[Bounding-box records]
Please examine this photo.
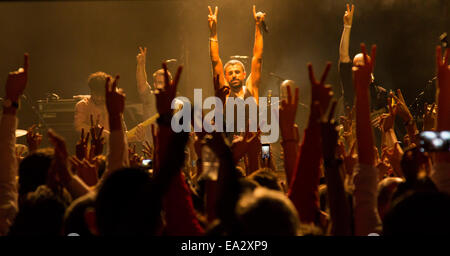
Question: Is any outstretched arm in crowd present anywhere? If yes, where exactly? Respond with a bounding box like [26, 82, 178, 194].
[431, 47, 450, 193]
[207, 132, 241, 232]
[153, 63, 203, 235]
[247, 5, 266, 103]
[136, 46, 150, 95]
[320, 100, 352, 236]
[280, 85, 299, 187]
[339, 4, 355, 63]
[102, 75, 129, 178]
[47, 129, 90, 199]
[353, 44, 381, 236]
[289, 63, 333, 223]
[0, 54, 28, 235]
[208, 6, 226, 90]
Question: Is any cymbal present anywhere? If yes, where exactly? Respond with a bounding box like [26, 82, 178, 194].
[16, 129, 28, 138]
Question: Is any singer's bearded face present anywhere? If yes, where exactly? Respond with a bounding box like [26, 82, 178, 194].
[225, 64, 247, 91]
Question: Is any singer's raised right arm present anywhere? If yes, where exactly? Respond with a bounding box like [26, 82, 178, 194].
[208, 6, 226, 87]
[248, 5, 266, 102]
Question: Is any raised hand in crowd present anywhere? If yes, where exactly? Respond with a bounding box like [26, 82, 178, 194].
[128, 144, 142, 166]
[5, 53, 29, 113]
[69, 157, 98, 187]
[320, 100, 352, 235]
[75, 128, 90, 160]
[253, 5, 266, 26]
[279, 84, 299, 184]
[47, 129, 90, 199]
[422, 103, 437, 131]
[352, 44, 382, 236]
[208, 6, 219, 36]
[88, 115, 105, 159]
[214, 75, 230, 106]
[339, 4, 355, 63]
[105, 75, 125, 131]
[27, 124, 42, 153]
[343, 4, 355, 26]
[142, 140, 154, 159]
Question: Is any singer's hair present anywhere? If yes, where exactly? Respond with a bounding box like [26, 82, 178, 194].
[223, 60, 245, 73]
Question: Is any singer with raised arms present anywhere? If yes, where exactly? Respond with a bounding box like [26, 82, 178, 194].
[208, 5, 266, 103]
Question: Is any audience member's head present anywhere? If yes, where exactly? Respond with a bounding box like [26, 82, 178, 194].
[64, 193, 95, 237]
[91, 168, 162, 235]
[236, 187, 300, 235]
[10, 185, 71, 236]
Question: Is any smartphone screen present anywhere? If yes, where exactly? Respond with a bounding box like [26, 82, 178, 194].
[419, 131, 450, 152]
[141, 159, 152, 168]
[261, 144, 270, 159]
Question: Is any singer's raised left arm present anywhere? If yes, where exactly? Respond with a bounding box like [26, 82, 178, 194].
[247, 5, 266, 100]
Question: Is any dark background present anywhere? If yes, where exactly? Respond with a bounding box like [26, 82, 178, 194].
[0, 0, 450, 143]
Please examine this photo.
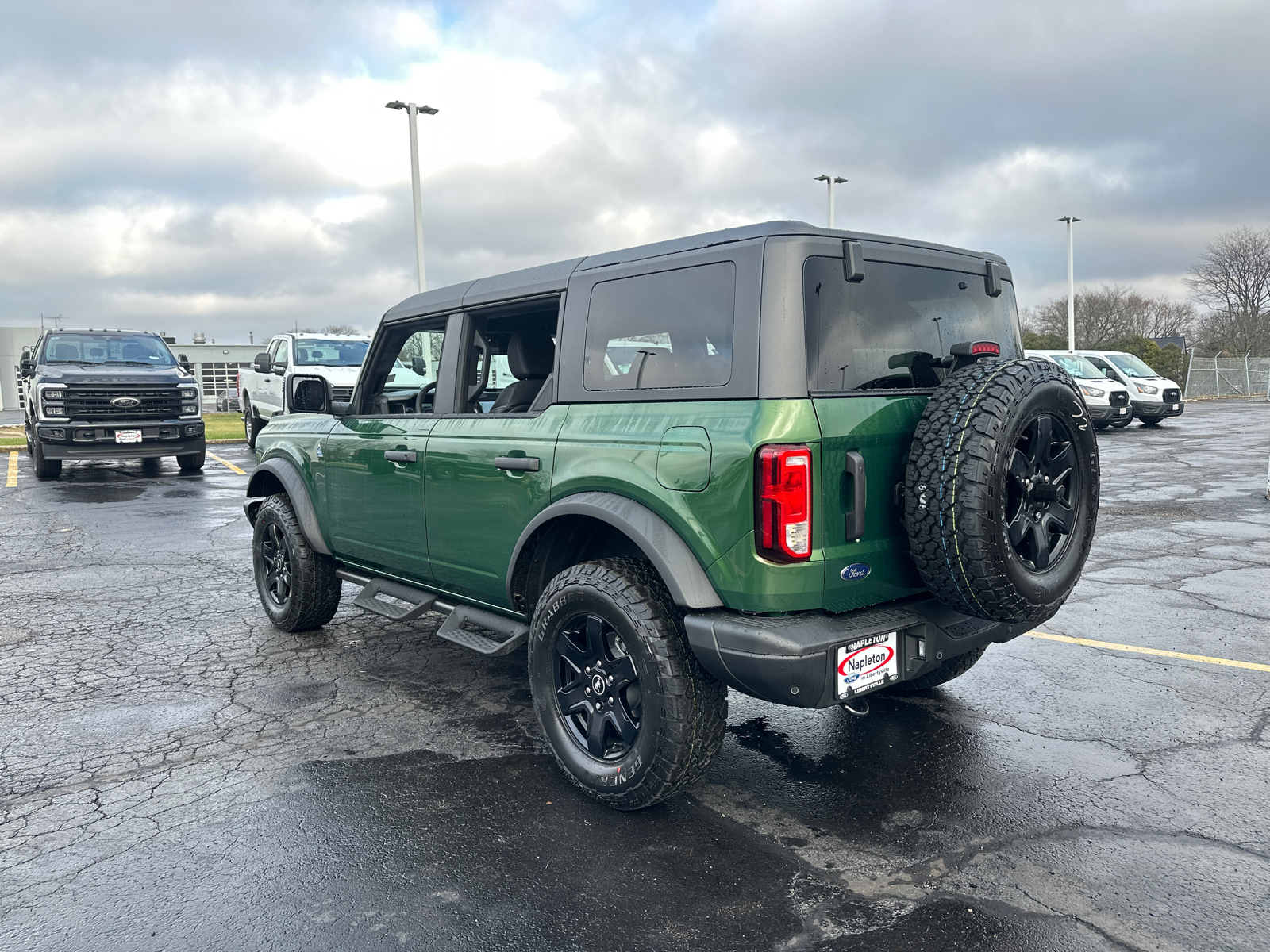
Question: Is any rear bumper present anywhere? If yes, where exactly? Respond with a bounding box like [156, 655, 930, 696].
[36, 420, 206, 459]
[683, 597, 1029, 707]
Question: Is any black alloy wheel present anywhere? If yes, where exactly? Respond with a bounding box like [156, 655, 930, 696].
[260, 523, 291, 612]
[555, 613, 644, 760]
[1006, 414, 1081, 573]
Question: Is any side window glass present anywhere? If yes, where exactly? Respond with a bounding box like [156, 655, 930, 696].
[583, 262, 737, 390]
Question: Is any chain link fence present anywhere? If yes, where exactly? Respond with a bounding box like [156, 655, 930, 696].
[1183, 357, 1270, 400]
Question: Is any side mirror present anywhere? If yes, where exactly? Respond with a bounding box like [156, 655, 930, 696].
[287, 373, 332, 414]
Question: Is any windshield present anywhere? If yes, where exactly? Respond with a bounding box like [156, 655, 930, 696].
[43, 332, 176, 367]
[1045, 354, 1105, 379]
[294, 338, 371, 367]
[802, 256, 1022, 392]
[1107, 354, 1160, 377]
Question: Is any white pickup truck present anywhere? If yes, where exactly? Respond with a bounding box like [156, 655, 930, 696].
[237, 332, 371, 449]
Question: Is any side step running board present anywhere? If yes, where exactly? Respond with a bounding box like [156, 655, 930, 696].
[335, 569, 529, 658]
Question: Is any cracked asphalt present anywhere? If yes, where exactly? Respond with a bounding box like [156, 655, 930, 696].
[0, 401, 1270, 950]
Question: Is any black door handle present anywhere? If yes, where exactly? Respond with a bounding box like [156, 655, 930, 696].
[494, 455, 540, 472]
[846, 449, 868, 542]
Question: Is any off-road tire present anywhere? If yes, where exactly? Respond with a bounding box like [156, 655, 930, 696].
[243, 400, 264, 449]
[887, 645, 988, 694]
[28, 436, 62, 480]
[529, 559, 728, 810]
[252, 493, 341, 631]
[176, 447, 207, 472]
[904, 359, 1099, 624]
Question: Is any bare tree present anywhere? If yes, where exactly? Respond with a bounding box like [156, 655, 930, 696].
[1186, 227, 1270, 357]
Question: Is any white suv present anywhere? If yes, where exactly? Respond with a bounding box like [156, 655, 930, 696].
[1077, 351, 1185, 427]
[1024, 351, 1133, 430]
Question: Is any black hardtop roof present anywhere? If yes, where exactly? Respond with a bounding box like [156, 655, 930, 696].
[383, 221, 1005, 321]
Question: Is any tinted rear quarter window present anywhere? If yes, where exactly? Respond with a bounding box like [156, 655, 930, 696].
[802, 256, 1022, 391]
[583, 262, 737, 390]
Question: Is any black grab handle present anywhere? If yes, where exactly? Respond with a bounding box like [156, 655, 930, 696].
[846, 449, 868, 542]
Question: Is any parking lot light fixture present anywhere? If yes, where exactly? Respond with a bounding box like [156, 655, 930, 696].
[811, 175, 846, 228]
[383, 99, 440, 294]
[1059, 214, 1080, 354]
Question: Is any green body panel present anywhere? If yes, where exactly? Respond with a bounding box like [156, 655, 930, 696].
[814, 396, 927, 612]
[656, 427, 710, 493]
[322, 415, 437, 582]
[256, 414, 335, 548]
[424, 406, 569, 608]
[551, 400, 824, 612]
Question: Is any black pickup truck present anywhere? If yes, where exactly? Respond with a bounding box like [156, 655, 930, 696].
[21, 330, 207, 480]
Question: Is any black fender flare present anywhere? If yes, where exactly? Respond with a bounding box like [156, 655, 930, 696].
[506, 493, 722, 608]
[243, 457, 330, 555]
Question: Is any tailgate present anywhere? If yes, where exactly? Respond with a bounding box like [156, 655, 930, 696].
[813, 395, 927, 612]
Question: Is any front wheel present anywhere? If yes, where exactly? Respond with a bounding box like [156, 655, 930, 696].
[529, 559, 728, 810]
[252, 493, 341, 631]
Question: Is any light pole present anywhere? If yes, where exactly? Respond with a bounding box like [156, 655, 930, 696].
[383, 99, 438, 294]
[811, 175, 846, 228]
[1059, 214, 1080, 353]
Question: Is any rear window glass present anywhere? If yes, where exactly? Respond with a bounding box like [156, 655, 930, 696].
[583, 262, 737, 390]
[802, 258, 1022, 391]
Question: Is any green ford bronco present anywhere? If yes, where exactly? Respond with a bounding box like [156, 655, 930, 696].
[245, 222, 1099, 808]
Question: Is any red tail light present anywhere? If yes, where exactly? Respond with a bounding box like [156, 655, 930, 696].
[754, 446, 811, 562]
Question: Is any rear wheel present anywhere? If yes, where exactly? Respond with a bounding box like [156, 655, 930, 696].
[529, 559, 728, 810]
[252, 493, 341, 631]
[28, 436, 62, 480]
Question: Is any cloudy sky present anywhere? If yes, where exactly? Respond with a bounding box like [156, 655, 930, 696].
[0, 0, 1270, 343]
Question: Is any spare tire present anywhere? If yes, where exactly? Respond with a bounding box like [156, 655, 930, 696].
[904, 359, 1099, 624]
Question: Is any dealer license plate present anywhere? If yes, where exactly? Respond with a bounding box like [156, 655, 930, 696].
[837, 631, 899, 698]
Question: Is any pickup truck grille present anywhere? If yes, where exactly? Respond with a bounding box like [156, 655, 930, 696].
[66, 386, 180, 420]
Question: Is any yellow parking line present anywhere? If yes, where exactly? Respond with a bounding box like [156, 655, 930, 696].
[208, 453, 246, 476]
[1025, 631, 1270, 671]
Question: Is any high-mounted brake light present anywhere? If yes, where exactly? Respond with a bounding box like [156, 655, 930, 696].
[754, 444, 811, 562]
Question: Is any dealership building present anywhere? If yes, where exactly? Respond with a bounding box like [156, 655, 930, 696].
[0, 328, 264, 410]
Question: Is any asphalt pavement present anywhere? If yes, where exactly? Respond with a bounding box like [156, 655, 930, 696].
[0, 401, 1270, 952]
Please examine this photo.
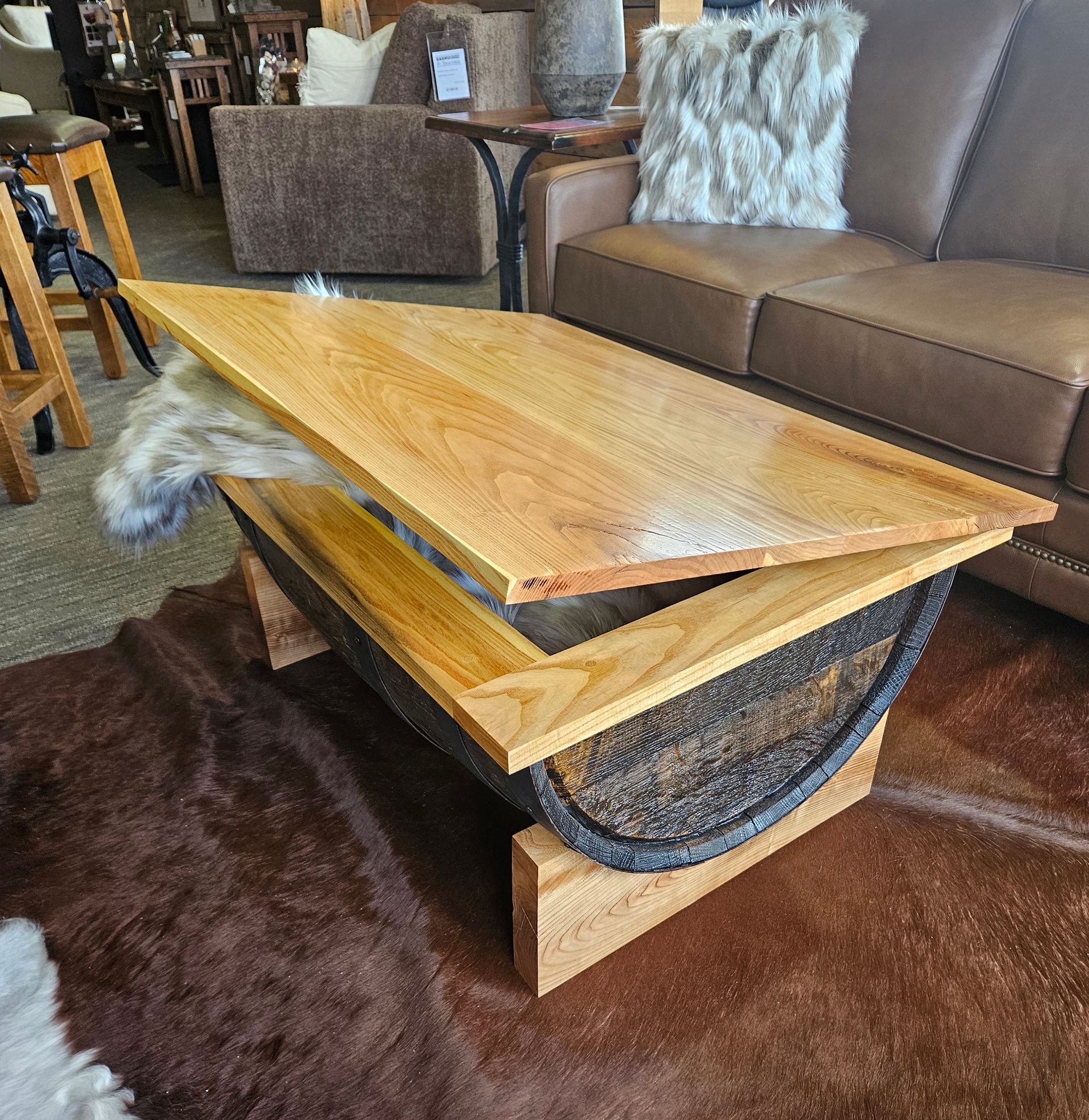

▶ _WORK REQUIRED_:
Revise the records starting at the line containing "Question: Is any singer's bearded" and ending at the line containing "[248, 5, 266, 102]", changing "right arm" to "left arm" and leaving everything else intact.

▶ _RESPONSE TO THE TASK_:
Question: Is any singer's bearded face present anywhere? If yes, where exactly? Respond with a bounding box like [26, 82, 178, 194].
[225, 64, 247, 91]
Question: Is any singer's raised left arm present anywhere? If yes, where exactly? Respond with a bounding box like [26, 82, 178, 194].
[208, 6, 226, 87]
[248, 5, 266, 102]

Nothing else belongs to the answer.